§ FRAGMENTO DE LA PÁGINA:
Kamyl es un artista de gran versatilidad. Con los años ha ido construyendo una marca personal que se reconoce a las claras en obras de diferentes géneros. La suya es una figuración que tributa a ciertas zonas del neoexpresionismo, aunque su discurso va más por el lado de la lírica. Es un hombre de ensoñaciones varias, de trabajo constante y de obsesiones irrenunciables: entre otras, Martí, personaje que ha logrado desacralizar hasta convertirlo en un ente cercano, dispuesto al diálogo con la cotidianeidad, un prójimo próximo, como quien dice, un vecino sabio de mirada compasiva.
Entre 1987 y 2022 Kamyl ha realizado más de cincuenta exposiciones personales; a veces hasta cuatro por año. Obras suyas nutren colecciones públicas y privadas de Cuba, Portugal, España, Francia, Inglaterra, Estados Unidos, Italia, Alemania, Rusia, Líbano, Martinica, México, Venezuela, Canadá, Haití, Croacia, Australia, Holanda, Colombia, Kosovo, Nueva Zelanda, Guadalupe, Noruega y Polonia. Sus Martí, muy apreciados, han sido obsequiados a jefes de gobierno y personalidades de las artes, entre estos últimos están Alicia Alonso, Cintio Vitier, Leo Brouwer, Roberto Fernández Retamar, Pablo Milanés y Juan Formell, por sólo mencionar unos pocos.
El artista vive y trabaja en una zona de aliento mágico en La Habana: la Plazuela del Santo Ángel Custodio, escenario de gran significación para la cultura nacional, relacionada con figuras y novelas cardinales del Siglo XIX cubano. Resta decir que de lejos Kamyl parece buena gente, y de cerca lo es: su ser exuda bonhomía y calidez. Su rostro y ademanes son de cómico de la legua, lo que seguramente le viene por tradición familiar.
¿Eres de ascendencia Libanesa?
Sí. Mis abuelos por línea paterna llegaron a Cuba en 1920. Mi abuelo, recién casado, acompañado de sus padres, dos hermanas y mi abuela, quien venía embarazada del primero de sus cinco hijos. Salieron del Líbano con el objetivo de llegar a los Estados Unidos, pero tuvieron problemas con el visado de mi bisabuelo. En esa época, el Líbano era un protectorado francés. Un amigo de mi abuelo le preguntó por qué no viajaban a Cuba, que quedaba muy cerca de Estados Unidos. Buscaron un mapamundi para ver la posición geográfica de este país y decidieron venir. Entraron por La Habana, después embarcaron en una goleta hasta Gibara. Por tierra se dirigieron hasta una localidad llamada Velasco, al noroeste de la entonces provincia de Oriente, hoy provincia de Holguín, dónde mi abuelo tenía un pariente. Ya radicados ahí, se fueron aplatanando, y olvidaron sus planes de seguir hacia el Norte. Como buenos libaneses, llegaron a controlar prácticamente la mitad del comercio en el pueblo.
Mi padre era el más pequeño de los cinco hermanos (dos hembras y tres varones). Aprendió el árabe en la casa y el español en la calle, tradición que llegó hasta mi infancia, y eso me llevó a tener un gusto especial por la cultura libanesa, principalmente la cocina de mis tías.

§ PARA TRABAJAR:
A - Reescribe en forma de lista breve el párrafo del fragmento que empieza con "Entre 1987 y 2022", conservando sus datos principales.
B - Según el fragmento, ¿en qué año llegaron a Cuba los abuelos paternos de Kamyl?
C - Transcribe del fragmento el pasaje que comienza en las palabras "Entre 1987 y" y termina después de "mencionar unos pocos.".
Responde basándote únicamente en el fragmento.

§ DATOS PROPORCIONADOS:
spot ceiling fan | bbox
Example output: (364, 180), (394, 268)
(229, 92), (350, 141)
* * *
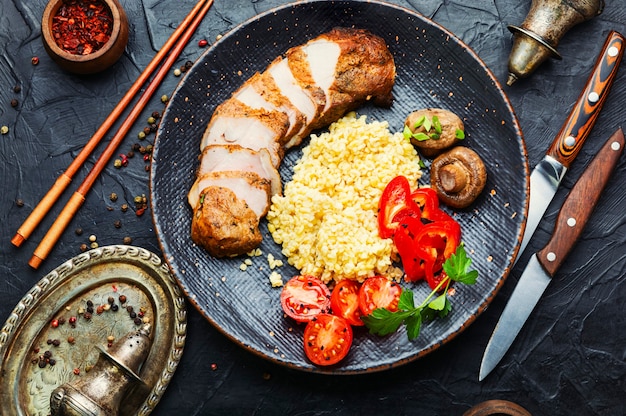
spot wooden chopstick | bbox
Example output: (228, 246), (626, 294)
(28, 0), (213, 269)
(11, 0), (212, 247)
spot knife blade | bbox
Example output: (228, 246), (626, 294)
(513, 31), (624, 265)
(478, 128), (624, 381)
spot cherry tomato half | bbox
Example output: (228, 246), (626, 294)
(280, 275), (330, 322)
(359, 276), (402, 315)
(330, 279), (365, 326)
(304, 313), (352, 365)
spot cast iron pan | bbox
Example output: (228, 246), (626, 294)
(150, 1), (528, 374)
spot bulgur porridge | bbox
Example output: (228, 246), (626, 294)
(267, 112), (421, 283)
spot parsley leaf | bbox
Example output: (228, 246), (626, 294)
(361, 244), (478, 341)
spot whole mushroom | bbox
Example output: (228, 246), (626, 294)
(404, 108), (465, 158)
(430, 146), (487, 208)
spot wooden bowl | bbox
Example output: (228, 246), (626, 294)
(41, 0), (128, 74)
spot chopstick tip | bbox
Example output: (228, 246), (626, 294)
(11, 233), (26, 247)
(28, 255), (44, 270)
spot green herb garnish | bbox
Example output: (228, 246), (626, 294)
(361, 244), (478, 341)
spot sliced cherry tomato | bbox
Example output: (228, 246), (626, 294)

§ SOLUCIONES:
A -
- Entre 1987 y 2022, Kamyl ha realizado más de cincuenta exposiciones personales, a veces hasta cuatro por año.
- Sus obras forman parte de colecciones públicas y privadas de numerosos lugares, entre ellos Cuba, España, Francia, Estados Unidos, Rusia, Líbano, México y Canadá.
- Sus Martí, muy apreciados, han sido obsequiados a jefes de gobierno y a personalidades de las artes como Alicia Alonso, Cintio Vitier, Leo Brouwer, Roberto Fernández Retamar, Pablo Milanés y Juan Formell.

B - En 1920.

C -
Entre 1987 y 2022 Kamyl ha realizado más de cincuenta exposiciones personales; a veces hasta cuatro por año. Obras suyas nutren colecciones públicas y privadas de Cuba, Portugal, España, Francia, Inglaterra, Estados Unidos, Italia, Alemania, Rusia, Líbano, Martinica, México, Venezuela, Canadá, Haití, Croacia, Australia, Holanda, Colombia, Kosovo, Nueva Zelanda, Guadalupe, Noruega y Polonia. Sus Martí, muy apreciados, han sido obsequiados a jefes de gobierno y personalidades de las artes, entre estos últimos están Alicia Alonso, Cintio Vitier, Leo Brouwer, Roberto Fernández Retamar, Pablo Milanés y Juan Formell, por sólo mencionar unos pocos.